> _Directions for this task_
May I please have every record restated word for word, with the images left out?

> _Material supplied_
<<<<
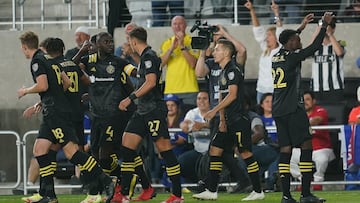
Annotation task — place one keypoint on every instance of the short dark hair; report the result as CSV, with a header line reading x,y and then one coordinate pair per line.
x,y
30,39
286,35
55,46
227,44
139,33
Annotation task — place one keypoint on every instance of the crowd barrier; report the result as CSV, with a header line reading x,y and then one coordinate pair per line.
x,y
18,159
339,128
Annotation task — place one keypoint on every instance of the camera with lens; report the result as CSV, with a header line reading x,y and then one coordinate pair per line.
x,y
205,35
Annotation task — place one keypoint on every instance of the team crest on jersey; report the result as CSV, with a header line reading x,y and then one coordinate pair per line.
x,y
110,69
148,64
35,67
231,75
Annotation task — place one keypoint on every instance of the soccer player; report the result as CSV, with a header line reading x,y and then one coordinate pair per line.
x,y
288,109
234,127
109,84
149,119
56,127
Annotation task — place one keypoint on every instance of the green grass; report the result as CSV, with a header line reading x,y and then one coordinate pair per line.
x,y
330,196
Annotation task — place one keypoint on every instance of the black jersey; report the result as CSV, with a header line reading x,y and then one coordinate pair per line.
x,y
73,93
149,63
109,84
232,74
213,80
286,72
54,97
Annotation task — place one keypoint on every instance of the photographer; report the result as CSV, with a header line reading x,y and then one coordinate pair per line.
x,y
211,69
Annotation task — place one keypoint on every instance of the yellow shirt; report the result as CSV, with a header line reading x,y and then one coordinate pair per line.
x,y
180,77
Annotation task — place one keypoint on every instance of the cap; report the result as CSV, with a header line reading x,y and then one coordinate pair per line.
x,y
82,29
172,97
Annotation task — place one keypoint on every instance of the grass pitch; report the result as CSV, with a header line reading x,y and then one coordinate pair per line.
x,y
330,196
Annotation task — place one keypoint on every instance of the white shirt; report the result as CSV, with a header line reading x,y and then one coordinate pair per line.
x,y
201,138
265,80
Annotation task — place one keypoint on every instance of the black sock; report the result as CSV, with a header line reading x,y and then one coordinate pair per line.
>>>>
> _Task solution_
Annotation task — place one keypoint on every instance of the short dark hair; report the result as CSV, with a header line reading x,y and then one coordinate pair per line.
x,y
30,39
286,35
55,46
227,44
139,33
Annotation task — place one keypoint on every instance of the crowd barrier; report the result as CSV, with a header line reading x,y and then one coordinate pair per line.
x,y
18,159
339,128
Annotation task — place one keypoint on every instance of the camera with lens; report the result as CSV, with a header line reading x,y and then one coordinate pair per line.
x,y
205,35
Annotation task — place one keypoint on every instance of the team crest on jersey; report the result as CSV, with a header line reading x,y and then one coordinate pair per line.
x,y
110,69
148,64
35,67
231,75
Annotation task — place one keypoint on every instance of the soccer player; report the result as CSV, with a header line reading x,y and then one coordinate pair per line.
x,y
288,109
234,127
109,84
149,119
56,127
Annotation task — place one keypoint on every instance of the green grass; report the result as CSV, with a header line reading x,y and then one coordinate pair per line.
x,y
330,196
Annotation task — place one keypoint on every instance of the black jersey; report the result as CSV, with a header line reading x,y and then one coordinate pair per line.
x,y
73,93
149,63
109,84
232,74
213,80
286,72
54,97
Annotation task — place one keypoint on every instance of the photographer; report the result as CSV, with a header line reading x,y and then one coordinate pair per line.
x,y
211,69
Annotation task — place one keypoint on every instance of the yellow shirt; report the result as CSV, with a header line reading x,y and then one coordinate pair per line.
x,y
180,77
Annotation task — place one keypoint on every instance of the cap; report the result as CSV, with a header line reading x,y and then one coordinate pair per line.
x,y
82,29
172,97
Annotation task — place one keypoint on every instance of the grass pitch; report the result as CSV, with a header line reading x,y and then one coordinate pair per line.
x,y
330,196
Annotation task — place one keypoint on every instance of the white shirt; report the result as CSV, with a header line reading x,y and then one coordinate pair per line.
x,y
201,138
265,80
Annotation task — place one keypoint on every instance of the black sock; report the result as CSV, with a header line reading x,y and then one coordinate pair per line.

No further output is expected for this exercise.